→ **Sayfa**:
════════

Temmuz-Ağustos 2003 / Juli-August 2003
Kabahat SPD’de
IG Metall’in “tarihsel” grev yenilgisi üzerine
Bir parti desteği olmayan sendika zayıflar mı?
Michael Jäger
Öncelikle gerçek resmin silik görünmemesi önemlidir. Gerçekler şöyledir: Sona doğru IG Metall, çalışma süresinin haftada 35 saate indirilmesi için somut bir tarih verilmesi isteminden geri adım atmıştı. Sadece 2004 için 37 saatlik çalışma haftası talep ediyordu. Ancak bu da anlaşmaya yol açmadı. İşverenler, 2005’den itibaren, IG Metall’in 35 ila 40 saatlik bir çalışma koridoruna evet demesi koşulu ile 37 saati önerdiler. Somut yönetmelik her işyerinin durumuna göre yapılacaktı. Sendika sözcüsü Claus Eilrich’in dediği gibi, bunu kabul etmek “çalışma süresinin kısaltılmasından feragat etmek” anlamına gelecekti.
Avrpa’nın en güçlü sendikası olduğu söylenen bir sendika nasıl oldu da, böylesine utamazca adil olmayan bir karşıta yenildi? Zamanın, Avrupa çapında işverenlerin zamanı olduğu yanıtı verilebilir. Fransa’da da sendika hareketi zor durumda. Oradaki üç büyük sendikadan ikisi hükümetin planladığı emeklilik reformuna karşı greve çağırdı, ama üçüncü sendika hükümetle anlaştı. Grevler, tabandaki cesaretin de kırılması nedeniyle sona erdirilmek zorundaydılar. Şimdi sonbaharda yürütülecek olan mücadeleye umutlar bağlanmış durumda. Almanya’da da sendikaların, Şansölyenin “Agenda 2010”una karşı olan mücadelelerinin sonbaharda hız kazanacağı söyleniyor. IG Metall’in yenilgisinden sona bunu kim ciddiye alabilir ki? Yenilgi, 1954’den bu yana ilk yenilgi. En güçlü sendika, en güçlü manivelasını, yani grevi kullandı, ama görüldüğü kadarıyla manivela kırıldı. Kamu görüşünün de facto eşitlenmesine karşı direnemezdi. Bu tek görüşü kırabilmeyi başaramadı, tam tersine kendisi bölündü. Sendikayı FAZ’den taz’a kadar herkesin haksız görmesinin önemli etkisi oldu.
Kitle iletişim araçlarına suçu yıkmak, sorunu sadece yana itmek anlamına gelir. Birinin, diğerinin yazdığını kopya etmesi, ayrıca açıklanması gereken bir güçsüzlüğü ve bilinçsizliği göstermektedir. Güç ve “düşünen kafa” olsaydı, bunun medyada da etkisi görülürdü. O zaman, metalcilerin “yanında” olmasını beklememiz gereken güçleri bir sorgulamalıyız. Grev neden, Batı’ya da yayılması gereken bir noktada başarısız oldu? Grevin Batı’ya yayılacağını IG Metall Asbaşkanı Jürgen Peters açıklamıştı bile. En son, Batı’daki otomotiv sanayine parça üreten fabrikalarda grev başlamıştı. Batı’daki grevler için maddî temel oluşturacak şekilde Wolfsburg ve Münih’te üretime ara verilmişti. Çünkü bu noktada Batılı metalcilerin kendilerine, Doğu’daki mücadelenin aynı zamanda kendi mücadeleleri olup olmadığını sormaları söz konusuydu. Ancak şimdi, Batı’ya parça üreten fabrikalarda greve gidilmesinin, Peters’in yaptığı en büyük hata olduğu bize söyleniyor. Ve işte tam bu önemli dönemeç döneminde Batılı işyeri temsilcilikleri başkanlarının, grevi sona erdirme istemleri dile getirildi. Kendi saflarından gelen eleştiri sonucu grev cephesi doğal olarak zayıflatıldı.

════════

→ **Mevcut veriler**:
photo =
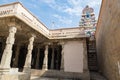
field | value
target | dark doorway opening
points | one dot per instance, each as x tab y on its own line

════════

→ **Görev yönergesi**:
Aşağıdaki üç ifadenin sayfadaki metinle örtüşüp örtüşmediğini belirtin. Her biri için evet ya da hayır deyin ve kararı belirleyen sözleri sayfadan tırnak içinde aktarın.
1. IG Metall sona doğru yalnızca 2004 yılı için 37 saatlik çalışma haftası talep ediyordu.
2. Bu yenilgi, sendikanın 1954'ten bu yana yaşadığı ikinci yenilgidir.
3. Fransa'daki üç büyük sendikanın üçü de emeklilik reformuna karşı greve çağırdı.

→ **Tam cevap**:
1. Evet: "Sadece 2004 için 37 saatlik çalışma haftası talep ediyordu."
2. Hayır: "Yenilgi, 1954’den bu yana ilk yenilgi."
3. Hayır: "Oradaki üç büyük sendikadan ikisi hükümetin planladığı emeklilik reformuna karşı greve çağırdı, ama üçüncü sendika hükümetle anlaştı."